Actions to take »
• a. At which firm does Greg Varallo work, according to the Musk pay article?
• b. Copy word for word the stretch of the Musk pay article from "Varallo convinced a" through "he’s still rich).".

Meet the lawyer who hunted down Musk

Greg Varallo is a shareholder rights lawyer at Bernstein Litowitz Berger & Grossmann who loves hunting ducks and geese.

On Tuesday he landed potentially the biggest kill of his career — Elon Musk’s golden goose.

Varallo convinced a Delaware judge that Musk’s $56bn pay package at his electric-car company Tesla should be voided, landing a massive dent in the billionaire’s net worth (don’t worry, he’s still rich).

Kathaleen McCormick, the Delaware judge overseeing the case, held that Musk controlled the board through his personality and close relationships with its members, so the process to award him the largest-ever corporate pay package in 2018 couldn’t possibly have been fair.

While Musk is at risk of losing billions, Varallo’s firm stands to make them. Bernstein Litowitz has the right to ask the court to pay it up to one-third of the “benefit conferred” by the ruling.

How much that is exactly will be up to the court and there’s a bit of a balancing act to perform.

Musk’s stock-based incentive plan was originally valued at $2.6bn, but it was tied to Tesla’s financial performance and today is worth $56bn. The court will probably determine that the value restored to shareholders is somewhere between the two numbers, and Bernstein Litowitz will get a chunk of that.

So the lawyers who argued that Musk’s performance-linked pay is egregious stand to make a record-breaking sum based on their success in court.

This has upset a lot of people. Musk, hate him or love him, has created enormous shareholder value at his companies and has been well paid for it. Even in cases where he has destroyed value, like X, no shareholders have been hurt — just a few bankers.

The bigger picture is that Delaware chancery courts are there to make sure company boards and management are behaving appropriately. McCormick decided Musk didn’t need tens of billions of dollars in pay to incentivise him to turn up to work. Instead, she saw it as a generous act by a friendly board.

That could have consequences for other companies with superstar founders and CEOs. But Varallo can’t claim a win just yet. The case has to survive appeal to prove this was no wild goose chase.

The other crisis-hit Swiss lender

Philipp Rickenbacher was installed as chief executive of Julius Baer four and a half years ago with a simple objective: play it safe.

The 133-year-old Swiss bank had interviewed Credit Suisse’s then hotshot head of wealth management, Iqbal Khan, for the role, but ended up settling on the relatively unknown insider Rickenbacher.

[Dataset records]
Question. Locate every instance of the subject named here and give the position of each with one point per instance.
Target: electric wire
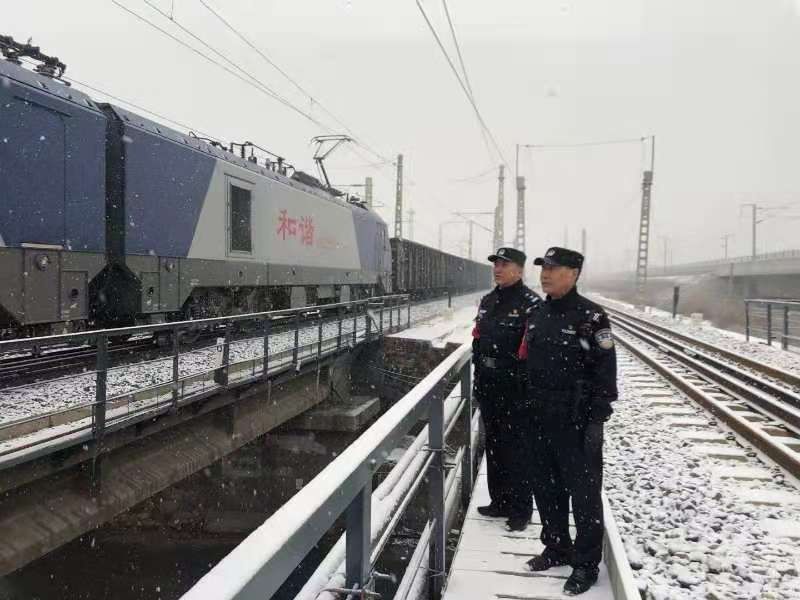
(461, 84)
(463, 67)
(130, 103)
(290, 79)
(221, 66)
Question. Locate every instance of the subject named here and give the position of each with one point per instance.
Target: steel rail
(719, 366)
(750, 363)
(777, 451)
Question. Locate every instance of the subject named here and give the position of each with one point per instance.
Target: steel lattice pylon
(644, 237)
(499, 236)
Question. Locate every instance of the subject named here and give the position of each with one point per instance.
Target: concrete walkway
(489, 563)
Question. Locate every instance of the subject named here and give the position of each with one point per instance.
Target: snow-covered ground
(693, 526)
(730, 340)
(79, 390)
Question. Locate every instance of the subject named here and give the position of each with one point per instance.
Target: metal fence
(261, 563)
(105, 398)
(777, 320)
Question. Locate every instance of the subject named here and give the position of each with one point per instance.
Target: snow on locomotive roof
(56, 87)
(136, 120)
(62, 89)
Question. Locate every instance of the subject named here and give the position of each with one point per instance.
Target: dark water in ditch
(160, 548)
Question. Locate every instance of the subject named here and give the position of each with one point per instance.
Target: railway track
(58, 361)
(758, 402)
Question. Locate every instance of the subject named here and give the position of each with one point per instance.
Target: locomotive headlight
(42, 261)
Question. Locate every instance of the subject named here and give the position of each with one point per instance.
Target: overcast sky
(717, 82)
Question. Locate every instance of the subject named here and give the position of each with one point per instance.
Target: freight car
(424, 271)
(110, 219)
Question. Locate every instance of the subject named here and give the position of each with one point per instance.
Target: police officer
(500, 390)
(572, 372)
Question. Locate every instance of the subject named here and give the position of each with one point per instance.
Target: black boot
(547, 560)
(493, 510)
(517, 523)
(582, 579)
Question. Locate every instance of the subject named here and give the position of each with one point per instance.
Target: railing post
(222, 374)
(466, 465)
(176, 352)
(355, 323)
(100, 403)
(358, 539)
(436, 494)
(296, 348)
(769, 324)
(747, 320)
(319, 338)
(399, 314)
(339, 325)
(267, 328)
(785, 340)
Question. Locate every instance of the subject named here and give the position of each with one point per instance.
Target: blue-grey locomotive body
(108, 218)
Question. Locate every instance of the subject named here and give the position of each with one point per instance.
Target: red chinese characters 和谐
(291, 227)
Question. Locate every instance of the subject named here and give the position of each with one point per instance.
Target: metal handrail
(784, 307)
(176, 395)
(261, 563)
(9, 345)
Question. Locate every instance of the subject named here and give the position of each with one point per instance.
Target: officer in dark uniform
(500, 389)
(572, 380)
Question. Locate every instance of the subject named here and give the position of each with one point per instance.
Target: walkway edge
(620, 574)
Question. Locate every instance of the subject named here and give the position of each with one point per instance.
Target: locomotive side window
(241, 233)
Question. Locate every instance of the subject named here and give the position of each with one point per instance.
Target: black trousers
(507, 423)
(568, 465)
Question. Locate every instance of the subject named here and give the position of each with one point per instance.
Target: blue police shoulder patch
(604, 339)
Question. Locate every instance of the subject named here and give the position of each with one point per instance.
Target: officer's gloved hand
(593, 438)
(475, 385)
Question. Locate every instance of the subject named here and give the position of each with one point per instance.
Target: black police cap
(509, 254)
(560, 257)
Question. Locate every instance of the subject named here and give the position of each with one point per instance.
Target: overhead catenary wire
(245, 75)
(462, 84)
(585, 144)
(216, 63)
(463, 67)
(314, 100)
(130, 103)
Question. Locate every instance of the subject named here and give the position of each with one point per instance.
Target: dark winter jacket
(500, 327)
(571, 359)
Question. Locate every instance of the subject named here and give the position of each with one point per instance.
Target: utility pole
(398, 206)
(441, 227)
(499, 234)
(520, 240)
(466, 216)
(665, 239)
(644, 226)
(368, 192)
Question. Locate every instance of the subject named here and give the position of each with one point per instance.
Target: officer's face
(557, 281)
(506, 273)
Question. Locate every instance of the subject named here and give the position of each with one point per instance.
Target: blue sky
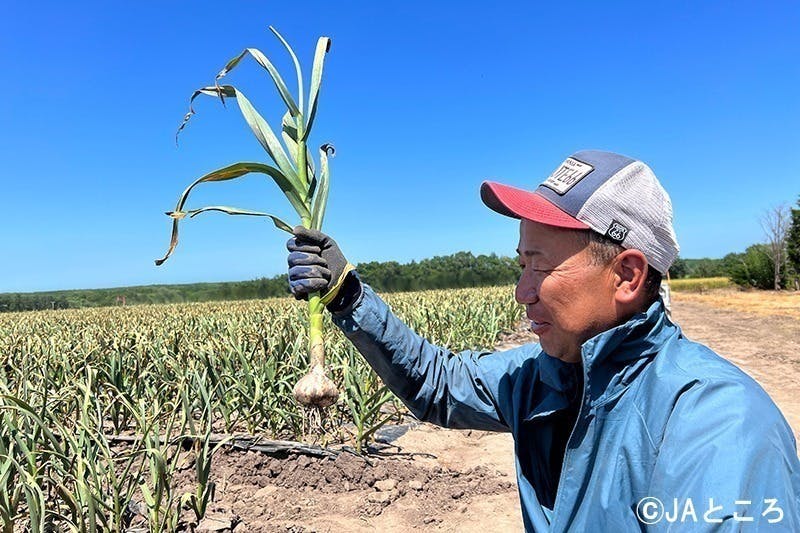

Results of the exercise »
• a. Bernstein Litowitz Berger & Grossmann

• b.
Varallo convinced a Delaware judge that Musk’s $56bn pay package at his electric-car company Tesla should be voided, landing a massive dent in the billionaire’s net worth (don’t worry, he’s still rich).